═══ PROVIDED DATA
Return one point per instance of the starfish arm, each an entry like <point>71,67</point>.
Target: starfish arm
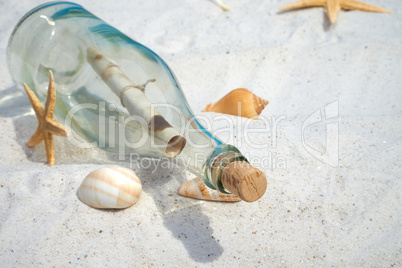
<point>36,138</point>
<point>35,102</point>
<point>56,128</point>
<point>51,97</point>
<point>332,8</point>
<point>49,144</point>
<point>356,5</point>
<point>304,3</point>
══════
### BRIEF
Reproduce the entire listing exactly, except for any pictures it contains.

### ANSWER BELOW
Return one point per instance of the starfish arm, each an entry like <point>71,67</point>.
Target: starfish arm
<point>36,138</point>
<point>35,102</point>
<point>56,128</point>
<point>51,97</point>
<point>332,8</point>
<point>49,144</point>
<point>356,5</point>
<point>304,3</point>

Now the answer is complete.